The response must consist of the records below, copied exactly.

## Source data

[Start of Attachment]

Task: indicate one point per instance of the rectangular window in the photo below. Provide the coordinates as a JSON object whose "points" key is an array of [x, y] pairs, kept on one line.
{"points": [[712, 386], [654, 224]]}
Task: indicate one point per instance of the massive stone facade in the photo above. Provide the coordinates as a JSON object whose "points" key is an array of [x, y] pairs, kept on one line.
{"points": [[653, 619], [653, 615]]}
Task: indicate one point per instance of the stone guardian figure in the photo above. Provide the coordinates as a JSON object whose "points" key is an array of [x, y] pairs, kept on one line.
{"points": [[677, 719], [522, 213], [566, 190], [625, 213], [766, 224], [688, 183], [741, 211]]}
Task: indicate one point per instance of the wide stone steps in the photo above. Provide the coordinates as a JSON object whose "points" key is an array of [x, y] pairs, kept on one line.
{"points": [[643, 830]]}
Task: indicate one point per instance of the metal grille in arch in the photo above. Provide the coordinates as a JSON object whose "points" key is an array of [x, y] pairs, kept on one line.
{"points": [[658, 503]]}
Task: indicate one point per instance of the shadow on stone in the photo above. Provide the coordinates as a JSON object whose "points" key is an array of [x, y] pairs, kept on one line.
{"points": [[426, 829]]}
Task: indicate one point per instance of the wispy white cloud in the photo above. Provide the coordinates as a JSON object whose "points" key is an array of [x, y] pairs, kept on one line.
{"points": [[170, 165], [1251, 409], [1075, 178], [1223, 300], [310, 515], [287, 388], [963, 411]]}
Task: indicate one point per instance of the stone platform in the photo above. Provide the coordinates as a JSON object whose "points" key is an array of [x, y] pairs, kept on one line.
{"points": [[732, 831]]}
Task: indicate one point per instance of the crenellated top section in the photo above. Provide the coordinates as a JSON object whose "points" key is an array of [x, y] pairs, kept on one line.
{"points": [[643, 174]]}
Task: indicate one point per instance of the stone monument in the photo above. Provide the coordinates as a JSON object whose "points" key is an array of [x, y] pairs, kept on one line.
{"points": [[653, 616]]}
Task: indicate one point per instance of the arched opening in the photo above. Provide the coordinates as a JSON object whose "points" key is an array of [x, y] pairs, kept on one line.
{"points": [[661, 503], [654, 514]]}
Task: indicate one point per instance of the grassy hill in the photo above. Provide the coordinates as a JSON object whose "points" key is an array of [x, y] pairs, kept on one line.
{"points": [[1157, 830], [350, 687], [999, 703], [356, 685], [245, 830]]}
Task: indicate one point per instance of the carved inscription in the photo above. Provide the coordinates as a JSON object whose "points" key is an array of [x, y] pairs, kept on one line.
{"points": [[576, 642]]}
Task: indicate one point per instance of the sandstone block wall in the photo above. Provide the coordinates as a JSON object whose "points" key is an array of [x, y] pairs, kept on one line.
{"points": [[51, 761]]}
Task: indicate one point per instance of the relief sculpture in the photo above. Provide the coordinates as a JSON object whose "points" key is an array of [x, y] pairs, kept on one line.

[End of Attachment]

## Answer to the problem
Task: indicate one point per instance of the rectangular window in the photo below. Provide the coordinates as a JSON object whose "points" key is an array of [x, y] pairs, kept on one line.
{"points": [[712, 386], [654, 224]]}
Task: indicate one point per instance of the massive stone facade in the photo above. Provide the coordinates as a JSON object whose "points" key is an array of [x, y] pairs, kept on one line.
{"points": [[653, 619], [653, 615]]}
Task: indicate one point per instance of the stone guardian figure in the photo above. Provide the coordinates as a JSON object whose "points" key is an array of [x, y] pairs, kept on one line.
{"points": [[677, 719], [522, 213], [566, 190], [625, 213], [766, 224], [688, 183], [741, 211]]}
Task: indicate one point per instance of the wide stone steps in the photo above. Provide the coordinates as a JSON object whose "points" key is an array of [x, y] pairs, kept on one line.
{"points": [[643, 830]]}
Task: indicate one point per instance of the metal grille in arch in the photo above. Provide the coordinates as a JSON object whose "points" key is an array of [x, y] pairs, kept on one line.
{"points": [[658, 503]]}
Task: indicate one point per instance of the shadow on stone in the photo above. Provide the coordinates as a JSON object whose "points" key is an array of [x, y] pairs, kept on one line.
{"points": [[426, 829]]}
Task: indicate one point per instance of the wispy white cloud in the photo above. Provide the coordinates as a JSON object whose "points" key is an array of [x, y] pairs, kept on one line.
{"points": [[170, 165], [1251, 409], [1075, 178], [1223, 300], [310, 515], [287, 388], [963, 411]]}
Task: indicate one point per instance of the stone platform in the photo above. Provide the coordinates as a JSON object whose "points" key is an array of [x, y] pairs, kept on one line.
{"points": [[732, 831]]}
Task: indicate one point per instance of the crenellated top section in the photo above. Provide the coordinates as a JSON object whose "points" key is an array of [x, y] pairs, kept on one line.
{"points": [[643, 174]]}
Task: indicate one point per instance of the stone monument in the photo above. Provide the coordinates as a JSON object whose "points" key is an array of [x, y] pairs, kept on one line.
{"points": [[653, 616]]}
Task: indicate one point per instance of the arched opening in the photo above. Provide the coordinates as a JSON object whose "points" key is an array of [x, y] pairs, kept on one line.
{"points": [[661, 503], [654, 514]]}
Task: indicate one point per instance of the grassy hill in the photo above. Provide the coordinates as a JSON object whose "points" key is an array of [x, y] pairs, kept on one line.
{"points": [[1157, 830], [350, 687], [999, 703], [356, 685], [245, 830]]}
Task: indicate one point per instance of the carved inscription in the photo above. Provide the coordinates as a JSON object whose "points" key is an array of [x, y] pairs, kept on one line.
{"points": [[576, 642]]}
Task: indicate one point per instance of the sandstone block wall in the photo above. Provide the coordinates as a JSON object whose "points" key is an array of [x, y] pairs, kept on one line.
{"points": [[51, 761]]}
Task: indicate one point per instance of the relief sculpture in the photo above. Provide the coordinates as a JSON object whose "points" key is an array of [x, y] pairs, kept on one line.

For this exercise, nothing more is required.